**练习说明**.
请把下面全部条目逐行列成 Markdown 表格，两列分别为“序号”和“内容”，空行略去不列。

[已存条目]
——

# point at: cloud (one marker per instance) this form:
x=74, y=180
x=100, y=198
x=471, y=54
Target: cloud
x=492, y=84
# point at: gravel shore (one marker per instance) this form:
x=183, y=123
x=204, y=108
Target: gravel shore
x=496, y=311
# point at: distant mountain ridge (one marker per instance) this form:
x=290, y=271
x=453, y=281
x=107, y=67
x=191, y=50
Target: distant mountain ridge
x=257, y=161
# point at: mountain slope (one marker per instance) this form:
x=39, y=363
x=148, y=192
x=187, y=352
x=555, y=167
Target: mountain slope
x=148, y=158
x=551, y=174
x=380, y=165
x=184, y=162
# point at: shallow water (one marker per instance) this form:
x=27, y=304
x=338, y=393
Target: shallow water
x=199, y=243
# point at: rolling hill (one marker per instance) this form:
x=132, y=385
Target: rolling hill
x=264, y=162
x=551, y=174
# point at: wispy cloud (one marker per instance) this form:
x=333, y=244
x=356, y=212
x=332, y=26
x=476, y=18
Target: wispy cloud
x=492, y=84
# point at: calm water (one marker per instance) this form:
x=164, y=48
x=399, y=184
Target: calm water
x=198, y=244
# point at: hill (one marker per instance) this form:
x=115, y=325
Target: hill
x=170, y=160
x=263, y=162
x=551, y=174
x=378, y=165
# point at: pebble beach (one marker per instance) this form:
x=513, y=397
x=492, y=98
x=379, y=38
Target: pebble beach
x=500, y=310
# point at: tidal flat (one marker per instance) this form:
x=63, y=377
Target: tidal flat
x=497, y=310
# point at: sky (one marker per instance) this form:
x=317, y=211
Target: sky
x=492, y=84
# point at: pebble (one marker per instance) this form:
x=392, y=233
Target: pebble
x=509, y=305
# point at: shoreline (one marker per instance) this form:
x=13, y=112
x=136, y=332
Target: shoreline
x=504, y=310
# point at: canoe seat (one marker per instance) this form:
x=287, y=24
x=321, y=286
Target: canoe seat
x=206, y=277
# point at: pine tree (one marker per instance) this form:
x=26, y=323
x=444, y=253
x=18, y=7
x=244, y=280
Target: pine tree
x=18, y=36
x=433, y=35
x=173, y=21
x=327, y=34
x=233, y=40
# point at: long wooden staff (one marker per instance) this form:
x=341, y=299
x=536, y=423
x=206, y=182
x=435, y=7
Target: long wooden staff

——

**结果如下**.
| 序号 | 内容 |
|---|---|
| 1 | # point at: cloud (one marker per instance) this form: |
| 2 | x=74, y=180 |
| 3 | x=100, y=198 |
| 4 | x=471, y=54 |
| 5 | Target: cloud |
| 6 | x=492, y=84 |
| 7 | # point at: gravel shore (one marker per instance) this form: |
| 8 | x=183, y=123 |
| 9 | x=204, y=108 |
| 10 | Target: gravel shore |
| 11 | x=496, y=311 |
| 12 | # point at: distant mountain ridge (one marker per instance) this form: |
| 13 | x=290, y=271 |
| 14 | x=453, y=281 |
| 15 | x=107, y=67 |
| 16 | x=191, y=50 |
| 17 | Target: distant mountain ridge |
| 18 | x=257, y=161 |
| 19 | # point at: mountain slope (one marker per instance) this form: |
| 20 | x=39, y=363 |
| 21 | x=148, y=192 |
| 22 | x=187, y=352 |
| 23 | x=555, y=167 |
| 24 | Target: mountain slope |
| 25 | x=148, y=158 |
| 26 | x=551, y=174 |
| 27 | x=380, y=165 |
| 28 | x=184, y=162 |
| 29 | # point at: shallow water (one marker per instance) this form: |
| 30 | x=27, y=304 |
| 31 | x=338, y=393 |
| 32 | Target: shallow water |
| 33 | x=199, y=243 |
| 34 | # point at: rolling hill (one marker per instance) this form: |
| 35 | x=132, y=385 |
| 36 | Target: rolling hill |
| 37 | x=264, y=162 |
| 38 | x=551, y=174 |
| 39 | # point at: wispy cloud (one marker per instance) this form: |
| 40 | x=333, y=244 |
| 41 | x=356, y=212 |
| 42 | x=332, y=26 |
| 43 | x=476, y=18 |
| 44 | Target: wispy cloud |
| 45 | x=492, y=84 |
| 46 | # point at: calm water (one marker per instance) this form: |
| 47 | x=164, y=48 |
| 48 | x=399, y=184 |
| 49 | Target: calm water |
| 50 | x=198, y=244 |
| 51 | # point at: hill (one marker per instance) this form: |
| 52 | x=115, y=325 |
| 53 | Target: hill |
| 54 | x=170, y=160 |
| 55 | x=263, y=162 |
| 56 | x=551, y=174 |
| 57 | x=378, y=165 |
| 58 | # point at: pebble beach (one marker per instance) this form: |
| 59 | x=513, y=397 |
| 60 | x=492, y=98 |
| 61 | x=379, y=38 |
| 62 | Target: pebble beach |
| 63 | x=500, y=310 |
| 64 | # point at: tidal flat (one marker per instance) this form: |
| 65 | x=63, y=377 |
| 66 | Target: tidal flat |
| 67 | x=497, y=310 |
| 68 | # point at: sky (one marker per instance) this form: |
| 69 | x=317, y=211 |
| 70 | Target: sky |
| 71 | x=492, y=84 |
| 72 | # point at: pebble (one marker per instance) this form: |
| 73 | x=392, y=233 |
| 74 | Target: pebble |
| 75 | x=509, y=305 |
| 76 | # point at: shoreline (one marker per instance) this form: |
| 77 | x=13, y=112 |
| 78 | x=136, y=332 |
| 79 | Target: shoreline |
| 80 | x=504, y=310 |
| 81 | # point at: canoe seat (one marker per instance) this form: |
| 82 | x=287, y=24 |
| 83 | x=321, y=286 |
| 84 | Target: canoe seat |
| 85 | x=206, y=277 |
| 86 | # point at: pine tree (one marker per instance) this form: |
| 87 | x=26, y=323 |
| 88 | x=444, y=253 |
| 89 | x=18, y=7 |
| 90 | x=244, y=280 |
| 91 | Target: pine tree |
| 92 | x=18, y=36 |
| 93 | x=433, y=35 |
| 94 | x=173, y=21 |
| 95 | x=327, y=34 |
| 96 | x=233, y=40 |
| 97 | # point at: long wooden staff (one marker per instance) this form: |
| 98 | x=341, y=299 |
| 99 | x=536, y=423 |
| 100 | x=206, y=182 |
| 101 | x=435, y=7 |
| 102 | Target: long wooden staff |